TEXTE PRÉSENTÉ:
####################
La vie en couleurs de Garry Winogrand

En 1967, les photographies en couleurs de Garry Winogrand sont révélées pour la première fois lors de l’exposition « New Document » au MoMA. Cependant, après quelques jours, le projecteur prend feu et les images en couleurs de Winogrand ne referont plus surface —jusqu’à aujourd’hui. Cinquante-deux ans après « New Document » et trente-cinq ans après la mort de Winogrand, Drew Sawyer, le nouveau commissaire d’exposition du Brooklyn Museum a décidé qu’il était temps de redécouvrir les photographies en couleurs de Winogrand, à travers l’exposition « Garry Winogrand: Color », présentée jusqu’au 8 décembre au Brooklyn Museum à New York.
Untitled (New York), 1960. 35mm color slide. Collection of the Center for Creative Photography, The University of Arizona. © The Estate of Garry Winogrand, courtesy Fraenkel Gallery, San Francisco  

Du noir et bland à la couleur

Winogrand, un des grands photographes américains d’après-guerre, est davantage connu pour ses photographies en noir et blanc de la vie New-Yorkaise. Mais en réalité, Winogrand a laissé derrière lui plus de 45 000 diapositives couleurs. Le fait qu’elles n’aient presque jamais été montrées peut, certes, être révélateur d’une préférence de Winogrand pour le noir et blanc, mais révèle aussi un choix esthétique lié à l’histoire de la photographie. Rappelons que la pellicule en couleur n’a même pas un siècle ! Popularisée seulement dans les années trente par Kodak avec la sortie de la pellicule Kodachrome, la photographie en couleurs était perçue pendant longtemps comme appartenant aux mondes éditorial et publicitaire, mais pas à celui de l’art. À cela s’ajoute la question financière. Winogrand a fait très peu de tirages couleur, car il n’en avait probablement pas les moyens. Venant d’une famille modeste après avoir rapidement arrêté la photographie éditoriale, Winogrand ne pouvait pas se permettre d’être un photographe couleur, comme Eggleston a pu l’être par exemple. Néanmoins, cela ne l’a pas empêché d’avoir toujours sur lui deux appareils photo : l’un avec une pellicule noir et blanc et l’autre avec une pellicule couleur.
####################
LISTE DES TÂCHES:
• a. Reproduisez le passage du texte sur les photographies en couleurs de Garry Winogrand en commençant à « La vie en couleurs » et en terminant à « à New York. ».
• b. Rédigez la suite du texte sur les photographies en couleurs de Garry Winogrand, à partir de sa dernière phrase.

DONNÉES EXTRAITES:
####################
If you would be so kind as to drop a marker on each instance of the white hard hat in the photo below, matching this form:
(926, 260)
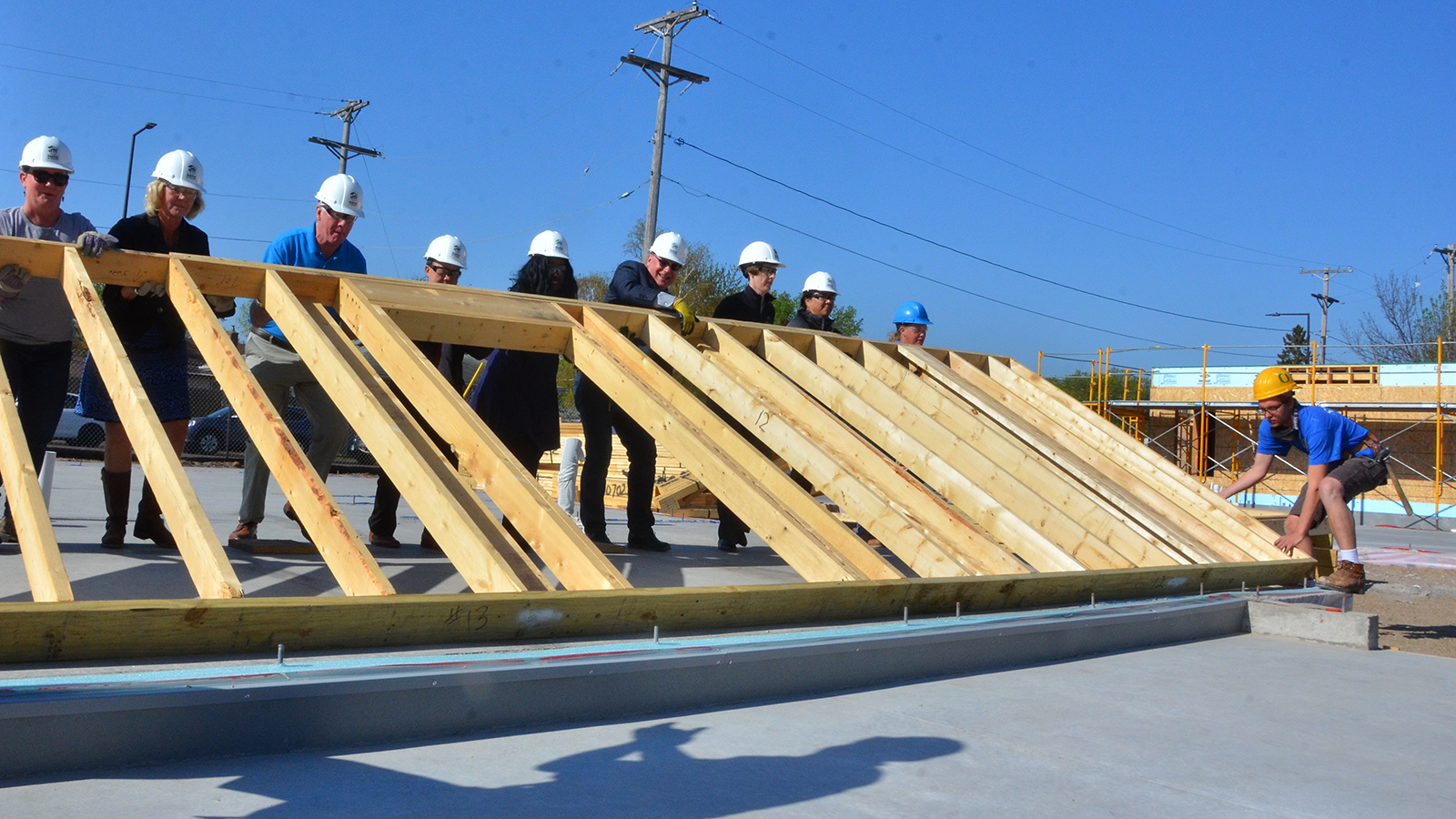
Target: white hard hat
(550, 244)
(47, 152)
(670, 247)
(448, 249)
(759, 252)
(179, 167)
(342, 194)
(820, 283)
####################
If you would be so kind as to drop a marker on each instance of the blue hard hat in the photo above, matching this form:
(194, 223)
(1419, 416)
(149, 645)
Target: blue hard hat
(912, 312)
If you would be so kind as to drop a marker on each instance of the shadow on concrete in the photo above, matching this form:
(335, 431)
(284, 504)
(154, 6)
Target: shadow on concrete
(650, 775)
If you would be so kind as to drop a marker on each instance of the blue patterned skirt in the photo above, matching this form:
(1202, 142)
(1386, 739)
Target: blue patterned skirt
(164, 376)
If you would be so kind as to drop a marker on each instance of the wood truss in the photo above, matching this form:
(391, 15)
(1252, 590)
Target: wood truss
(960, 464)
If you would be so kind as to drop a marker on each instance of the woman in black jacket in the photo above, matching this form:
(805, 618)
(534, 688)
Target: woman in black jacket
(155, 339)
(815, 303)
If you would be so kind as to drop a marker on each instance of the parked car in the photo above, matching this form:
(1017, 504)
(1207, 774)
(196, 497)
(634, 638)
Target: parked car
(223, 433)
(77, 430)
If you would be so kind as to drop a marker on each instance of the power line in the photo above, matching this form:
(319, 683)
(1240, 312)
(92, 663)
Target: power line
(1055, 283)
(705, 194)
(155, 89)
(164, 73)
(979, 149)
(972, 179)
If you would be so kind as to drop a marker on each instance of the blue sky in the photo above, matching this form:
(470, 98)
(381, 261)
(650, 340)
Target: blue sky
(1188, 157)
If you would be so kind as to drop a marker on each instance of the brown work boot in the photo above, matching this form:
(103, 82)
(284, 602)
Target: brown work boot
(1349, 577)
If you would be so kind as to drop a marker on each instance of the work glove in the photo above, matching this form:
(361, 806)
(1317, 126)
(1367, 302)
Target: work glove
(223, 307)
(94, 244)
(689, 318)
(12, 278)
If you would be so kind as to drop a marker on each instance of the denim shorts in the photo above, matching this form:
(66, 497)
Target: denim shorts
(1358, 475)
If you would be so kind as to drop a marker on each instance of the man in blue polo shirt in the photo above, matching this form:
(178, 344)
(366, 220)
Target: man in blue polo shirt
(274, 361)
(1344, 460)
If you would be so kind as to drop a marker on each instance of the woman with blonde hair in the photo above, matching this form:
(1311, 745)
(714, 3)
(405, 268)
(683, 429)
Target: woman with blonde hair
####################
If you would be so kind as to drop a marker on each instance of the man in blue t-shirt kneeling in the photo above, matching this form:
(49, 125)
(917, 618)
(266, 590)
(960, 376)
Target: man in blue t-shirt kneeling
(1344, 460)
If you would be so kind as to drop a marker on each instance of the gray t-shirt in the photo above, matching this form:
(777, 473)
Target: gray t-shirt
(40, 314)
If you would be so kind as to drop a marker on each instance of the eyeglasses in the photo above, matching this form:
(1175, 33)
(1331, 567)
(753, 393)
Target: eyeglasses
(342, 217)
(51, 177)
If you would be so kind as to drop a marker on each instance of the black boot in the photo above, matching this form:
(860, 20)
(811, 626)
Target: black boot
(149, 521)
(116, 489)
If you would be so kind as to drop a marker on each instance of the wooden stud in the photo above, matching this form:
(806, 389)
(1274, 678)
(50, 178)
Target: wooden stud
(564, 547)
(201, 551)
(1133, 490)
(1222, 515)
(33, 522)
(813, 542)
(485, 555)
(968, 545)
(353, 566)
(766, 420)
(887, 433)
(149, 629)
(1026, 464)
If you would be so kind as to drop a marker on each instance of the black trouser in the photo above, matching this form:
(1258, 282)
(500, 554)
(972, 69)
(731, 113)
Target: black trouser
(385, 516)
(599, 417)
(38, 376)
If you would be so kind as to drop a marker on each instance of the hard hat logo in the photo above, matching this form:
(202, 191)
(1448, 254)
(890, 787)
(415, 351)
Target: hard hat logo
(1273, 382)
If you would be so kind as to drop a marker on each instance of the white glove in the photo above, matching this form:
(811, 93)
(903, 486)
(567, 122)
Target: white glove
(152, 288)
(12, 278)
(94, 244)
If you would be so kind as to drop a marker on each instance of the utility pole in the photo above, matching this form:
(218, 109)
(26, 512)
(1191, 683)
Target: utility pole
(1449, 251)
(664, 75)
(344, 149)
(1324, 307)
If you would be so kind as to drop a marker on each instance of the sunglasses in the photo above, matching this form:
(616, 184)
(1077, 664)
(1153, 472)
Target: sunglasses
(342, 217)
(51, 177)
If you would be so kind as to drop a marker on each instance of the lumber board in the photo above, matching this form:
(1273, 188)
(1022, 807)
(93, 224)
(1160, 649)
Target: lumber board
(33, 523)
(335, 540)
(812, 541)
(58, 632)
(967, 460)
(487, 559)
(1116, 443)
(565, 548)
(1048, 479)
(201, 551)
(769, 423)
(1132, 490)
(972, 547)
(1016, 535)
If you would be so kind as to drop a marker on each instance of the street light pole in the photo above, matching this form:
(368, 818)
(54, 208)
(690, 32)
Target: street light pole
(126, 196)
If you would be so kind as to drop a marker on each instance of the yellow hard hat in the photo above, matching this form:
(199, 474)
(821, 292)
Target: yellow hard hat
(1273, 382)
####################
RÉPONSES PAR TÂCHE:
• a.
La vie en couleurs de Garry Winogrand

En 1967, les photographies en couleurs de Garry Winogrand sont révélées pour la première fois lors de l’exposition « New Document » au MoMA. Cependant, après quelques jours, le projecteur prend feu et les images en couleurs de Winogrand ne referont plus surface —jusqu’à aujourd’hui. Cinquante-deux ans après « New Document » et trente-cinq ans après la mort de Winogrand, Drew Sawyer, le nouveau commissaire d’exposition du Brooklyn Museum a décidé qu’il était temps de redécouvrir les photographies en couleurs de Winogrand, à travers l’exposition « Garry Winogrand: Color », présentée jusqu’au 8 décembre au Brooklyn Museum à New York.

• b.
Untitled (Houston, Texas), 1964. 35mm color slide. Collection of the Center for Creative Photography, The University of Arizona. © The Estate of Garry Winogrand, courtesy Fraenkel Gallery, San Francisco

Un seul objectif : être derrière l’objectif

La première femme de Winogrand l’a expliqué ainsi :  être mariée à Winogrand, c’était « comme être marié à un objectif ». Photographe prolifique, il cherchait surtout à prendre des photos plutôt qu’à les montrer. L’exposition permet aux visiteurs de comprendre la manière dont Winogrand travaillait. La pièce centrale est divisée en huit diaporamas thématiques et chronologiques, de 1952 à 1967. On y découvre sa fascination pour l’insignifiant, le banal, la poésie du quotidien : des hommes qui s’enlacent sur la plage, une femme qui passe dans la rue, une table de condiments, la vitrine d’un restaurant… Parmi les premières images, ses tableaux de Coney Island décrivent une tranquillité qui tranche avec le chaos habituel de son Manhattan en noir et blanc. L’une des raisons étant sûrement la vitesse d’obturation encore lente des premières pellicules couleurs. Dès les années 1960, armée des nouvelles pellicules Kodachrome 60 et X, Winogrand se met à photographier tout New York en couleur. Le visiteur au sein de l’exposition se retrouve presque dans une machine à remonter le temps, submergé par la vision omnisciente de Winogrand.

Untitled (Coney Island), 1952-58. 35mm color slide. Collection of the Center for Creative Photography, The University of Arizona. © The Estate of Garry Winogrand, courtesy Fraenkel Gallery, San Francisco

L’héritage de Garry Winogrand

Les diaporamas sont un hommage à la manière dont Winogrand a choisi de présenter ses photographies en couleurs dans « New Document ». Néanmoins, toute exposition soulève aussi la question de sa pertinence actuelle. Pour Sawyer, il s’agit d’une manière d’explorer la collection permanente du Brooklyn Museum (qui contient beaucoup de tirages noir et blanc de Winogrand) tout en apportant un aspect novateur avec ses photographies en couleurs méconnues. D’autant plus que, comme l’explique Sawyer « ces dernières années, il y a un intérêt nouveau qui s’est développé pour le travail de Winogrand, et beaucoup de jeunes artistes aujourd’hui le voient comme une source d’inspiration ».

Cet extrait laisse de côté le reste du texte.